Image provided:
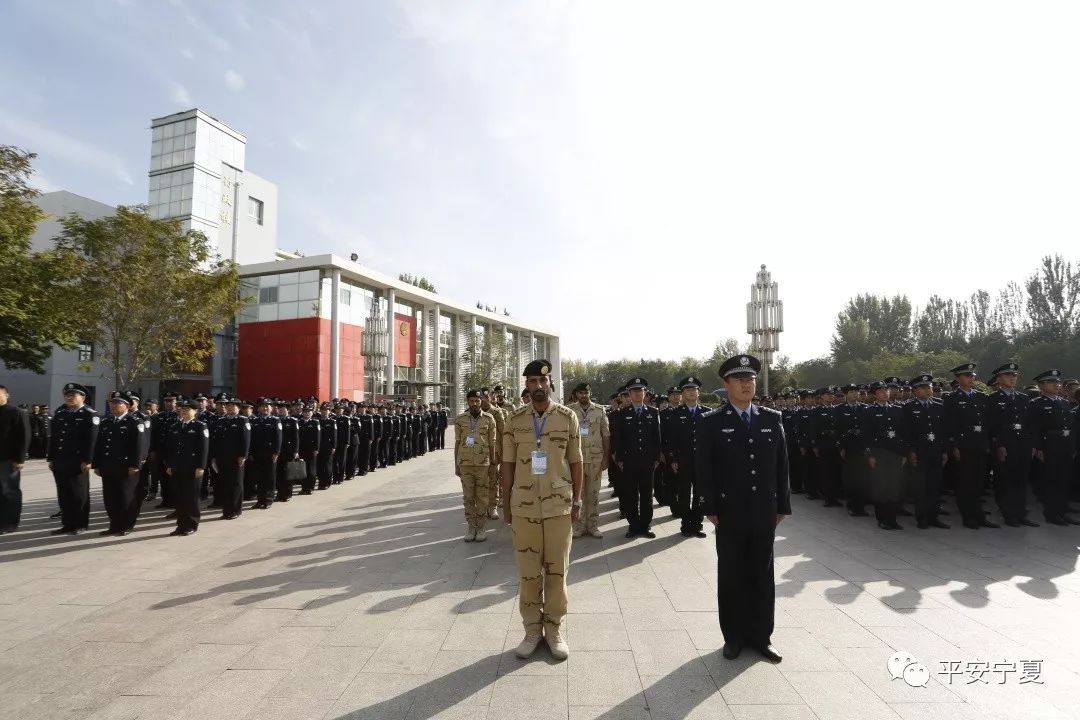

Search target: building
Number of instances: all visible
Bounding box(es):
[0,109,563,410]
[234,255,562,411]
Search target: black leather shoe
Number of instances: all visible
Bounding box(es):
[757,644,784,663]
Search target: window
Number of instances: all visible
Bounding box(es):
[247,196,262,225]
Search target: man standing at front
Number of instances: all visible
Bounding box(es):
[454,390,499,543]
[697,355,792,663]
[502,359,581,660]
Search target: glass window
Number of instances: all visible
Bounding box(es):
[247,196,262,225]
[276,285,299,302]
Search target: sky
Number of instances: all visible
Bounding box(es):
[0,0,1080,362]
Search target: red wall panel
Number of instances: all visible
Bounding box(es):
[237,317,364,400]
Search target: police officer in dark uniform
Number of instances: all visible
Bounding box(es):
[46,382,102,535]
[93,391,147,535]
[836,383,867,517]
[274,399,300,503]
[146,393,179,508]
[862,382,907,530]
[246,397,282,510]
[901,372,948,530]
[697,355,792,663]
[986,363,1039,528]
[316,403,337,490]
[611,378,662,538]
[944,363,1001,530]
[165,399,210,536]
[663,376,707,538]
[1026,369,1080,526]
[356,403,375,477]
[210,395,252,520]
[808,388,840,507]
[298,402,322,495]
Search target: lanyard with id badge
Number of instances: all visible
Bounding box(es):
[465,418,480,448]
[532,412,548,475]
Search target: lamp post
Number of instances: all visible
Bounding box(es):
[746,264,784,395]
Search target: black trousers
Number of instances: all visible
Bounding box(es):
[814,447,842,503]
[214,458,246,515]
[910,450,943,525]
[0,460,23,528]
[316,450,334,490]
[102,467,138,532]
[716,524,777,647]
[1041,443,1072,520]
[619,462,652,532]
[53,460,90,530]
[990,446,1031,522]
[274,453,293,500]
[799,448,821,500]
[245,458,278,505]
[672,462,704,532]
[840,448,869,514]
[300,452,318,492]
[170,468,202,530]
[954,449,986,525]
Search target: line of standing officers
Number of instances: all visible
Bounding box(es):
[779,363,1080,530]
[4,383,448,535]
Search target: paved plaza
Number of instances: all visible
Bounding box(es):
[0,450,1080,720]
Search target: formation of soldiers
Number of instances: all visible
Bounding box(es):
[5,383,448,535]
[764,363,1080,530]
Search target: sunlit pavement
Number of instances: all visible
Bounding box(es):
[0,450,1080,720]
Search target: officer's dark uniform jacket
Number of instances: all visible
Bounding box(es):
[93,412,147,474]
[696,404,792,530]
[901,398,948,464]
[210,415,252,468]
[611,405,663,467]
[252,416,282,460]
[165,420,210,475]
[297,416,322,457]
[46,405,102,467]
[278,415,300,460]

+-------+

● Stated goal:
Please rewrite all of the material above, changing every "Search target" to "Object to locate" and keeping everything else the same. Omit the pictures from your version.

● Task result:
Image provided:

Object to locate: building
Number of instances: all visible
Bounding box(es):
[0,109,563,410]
[234,255,562,411]
Object to locate: black leather shoe
Number of instances: all visible
Bounding box(es):
[757,644,784,663]
Object to locate: window
Number of instances: all visible
Bounding box(es):
[247,196,262,225]
Object to locate: man standing at front
Number of instances: all visible
Bounding box(es):
[454,390,499,543]
[697,355,792,663]
[502,359,581,660]
Object to locate: glass window
Number of instances: all visible
Bounding box(es):
[247,196,262,225]
[276,285,299,302]
Object to locate: sky
Number of instances: all visible
Bounding box(es):
[0,0,1080,362]
Object to locate: red wall panel
Number of instances: all visible
Bounding box(es):
[237,317,364,400]
Object to locate: police officer in dark uniform
Number of instances: all visible
Bounding box(es):
[46,382,102,535]
[93,391,147,535]
[836,383,867,517]
[274,399,300,503]
[146,393,179,508]
[862,382,907,530]
[246,397,282,510]
[901,372,948,530]
[697,355,792,663]
[986,363,1039,528]
[316,403,337,490]
[611,378,662,538]
[944,363,1001,530]
[165,399,210,536]
[663,376,707,538]
[1026,369,1080,526]
[356,403,375,477]
[210,395,252,520]
[808,388,840,507]
[298,402,322,495]
Object to locate: lanyard with id badge
Number of instances: all visible
Bounding box(es):
[465,418,480,448]
[532,412,548,475]
Object to locate: lamp post
Number of instances: all visible
Bounding box(es):
[746,264,784,395]
Object to locate: black trousers
Number of instances: all visible
Bounding box(es):
[814,447,842,503]
[214,458,246,515]
[910,450,943,525]
[0,460,23,528]
[316,450,334,490]
[102,467,138,532]
[716,524,777,647]
[1041,443,1072,520]
[619,462,652,532]
[53,460,90,530]
[990,446,1031,522]
[274,453,293,500]
[799,448,821,500]
[245,458,278,505]
[672,462,704,532]
[840,448,869,514]
[300,452,318,492]
[170,468,202,530]
[954,449,986,525]
Object to locate: line of standing officers
Number of instances: all visible
Bounding box(es):
[779,363,1080,530]
[4,383,448,535]
Object to locate: paved plaza
Number of instances: all visible
Bounding box(es):
[0,450,1080,720]
Object to locate: formation of soldiers
Number of instances: all visible
Bounding box(es):
[5,383,448,535]
[764,363,1080,530]
Object to locate: sunlit pavement
Number of instances: all visible
Bounding box(es):
[0,450,1080,720]
Object to locate: officer's dark uniform jacket
Number of instances: all visible
Bounding box(es):
[93,412,147,474]
[696,404,792,530]
[901,398,948,464]
[210,415,252,468]
[611,405,663,467]
[252,416,282,460]
[165,420,210,475]
[297,416,322,457]
[46,405,102,467]
[278,415,300,460]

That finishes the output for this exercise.